> [INFORMATION PROVIDED]:
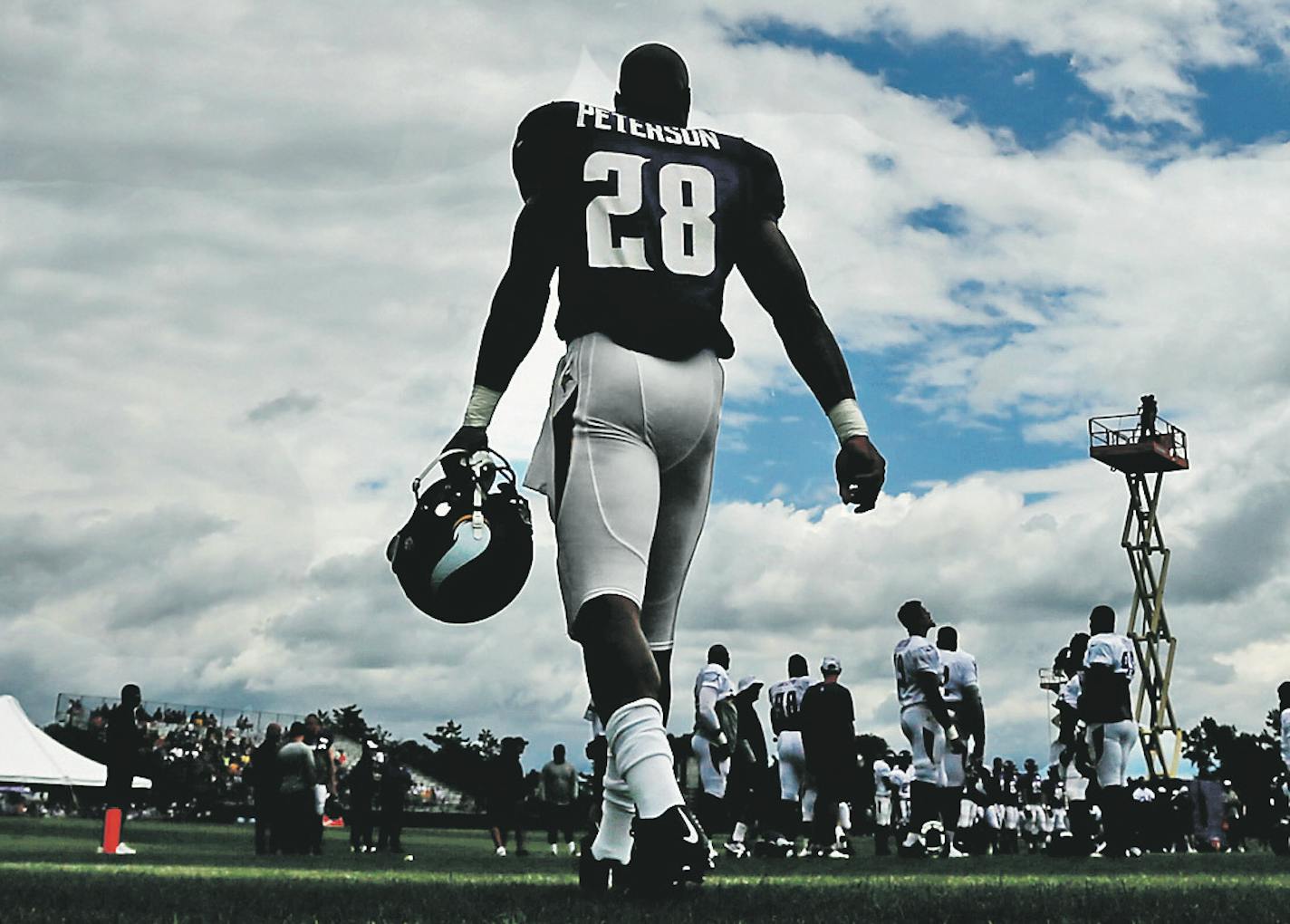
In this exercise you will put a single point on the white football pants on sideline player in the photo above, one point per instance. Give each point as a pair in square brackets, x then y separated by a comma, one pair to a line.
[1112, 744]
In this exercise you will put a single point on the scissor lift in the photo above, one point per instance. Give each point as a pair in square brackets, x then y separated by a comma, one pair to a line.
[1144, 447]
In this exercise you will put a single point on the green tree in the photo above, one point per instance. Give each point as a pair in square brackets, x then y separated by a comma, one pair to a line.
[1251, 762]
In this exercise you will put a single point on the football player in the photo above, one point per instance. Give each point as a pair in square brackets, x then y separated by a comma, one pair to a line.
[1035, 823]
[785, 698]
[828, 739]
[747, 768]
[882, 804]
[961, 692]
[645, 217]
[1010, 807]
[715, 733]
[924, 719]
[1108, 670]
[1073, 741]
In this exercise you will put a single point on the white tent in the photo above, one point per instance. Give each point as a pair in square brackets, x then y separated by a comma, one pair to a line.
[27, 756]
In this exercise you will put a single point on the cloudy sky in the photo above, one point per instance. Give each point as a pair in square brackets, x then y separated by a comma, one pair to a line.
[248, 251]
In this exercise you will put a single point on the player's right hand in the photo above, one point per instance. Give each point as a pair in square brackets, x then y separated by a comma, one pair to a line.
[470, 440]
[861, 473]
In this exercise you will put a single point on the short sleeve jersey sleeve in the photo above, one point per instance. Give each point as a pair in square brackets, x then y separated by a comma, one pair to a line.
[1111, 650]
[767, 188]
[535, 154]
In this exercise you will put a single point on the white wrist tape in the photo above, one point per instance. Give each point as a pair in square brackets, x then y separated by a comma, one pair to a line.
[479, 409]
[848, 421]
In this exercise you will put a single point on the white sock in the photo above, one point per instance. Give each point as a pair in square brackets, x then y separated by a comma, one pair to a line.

> [AIM OF THE TASK]: Rewrite all of the material above with every "photo" swapped for "image" and nothing else altered. Omit the pictures.

> [WRITTEN REPLY]:
In this exercise you will put a single point on the white football pants on sideline player in the image above, one point per instance. Give each point as a pair in square brackets, x then y separated by a comma, one pair to a line.
[1112, 744]
In this exercise you will put a single point on the scissor lift in the image above, one point per instance. Give each point as a pair in square brackets, x then y separated by a comma, one pair to a line.
[1144, 447]
In this exercise you will put a single point on the green tree in the image above, one point per instance. Give each point as a pair in square brackets, x then y separated by a comma, one pair to a line.
[1251, 762]
In this exercise you will put a single point on the football player in the image above, one point per instance. Give each point as a pair in square brackets, x then y separated by a comma, one pair to a line.
[1035, 823]
[785, 698]
[828, 739]
[747, 768]
[882, 804]
[961, 692]
[645, 217]
[1010, 807]
[715, 733]
[924, 719]
[1108, 670]
[1073, 741]
In this exercise you will put a single point on the white tent in the image above, one point per instance. Give each point as a pair in square brackets, x then y separated by a comma, one pair to a line.
[27, 756]
In this exercise you will put a single point on the cloudy sky in the image above, one point per instance. Give each point as a pair in square brackets, x then y separated by a comma, one pair to a line.
[248, 251]
In this exercise you will put a single point on the player's right hand in the image above, one point per instance. Give each point as a pair in square brackets, x then y separated by a comma, one pair to a line.
[470, 440]
[861, 473]
In this exercise you will put a single point on the short sleeve jersey sleeve in the image above, one point per instance. Give each point as a pair in square brackets, x then y separated by a comma, one pair to a line.
[1111, 650]
[767, 188]
[535, 154]
In this exercise you will put a single point on the white wrist tape in the image above, one point per instance. Give each point as a pair in square brackets, x then y separated by a comma, one pair to a line.
[479, 409]
[848, 421]
In this exercise you will put a single point on the white sock in the image above, one point per instance. Give each point as a pair in square brackets, x then y separated by a comma, one pair to a line.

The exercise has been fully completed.